> Exercise
Reproduce the items below word for word, starting with the first line and going on through the line that contains "column 303, row 226", both lines included.

[Dataset excerpt]
┏━━
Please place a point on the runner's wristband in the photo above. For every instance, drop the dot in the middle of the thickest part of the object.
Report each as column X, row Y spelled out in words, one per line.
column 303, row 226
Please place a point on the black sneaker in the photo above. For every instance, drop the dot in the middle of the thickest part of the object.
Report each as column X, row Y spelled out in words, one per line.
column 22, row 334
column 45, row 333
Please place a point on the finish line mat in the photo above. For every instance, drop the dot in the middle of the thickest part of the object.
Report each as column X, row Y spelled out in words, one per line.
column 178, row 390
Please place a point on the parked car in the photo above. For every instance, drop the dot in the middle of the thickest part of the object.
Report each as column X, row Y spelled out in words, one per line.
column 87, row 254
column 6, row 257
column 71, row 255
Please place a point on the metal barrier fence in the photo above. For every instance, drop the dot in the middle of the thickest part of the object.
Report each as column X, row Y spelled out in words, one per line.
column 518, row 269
┗━━
> Solved exercise
Please place a point on the runner's wristband in the photo above. For every instance, drop the dot in the middle of the thickest part of the object.
Report each as column X, row Y spelled out in words, one per line.
column 303, row 226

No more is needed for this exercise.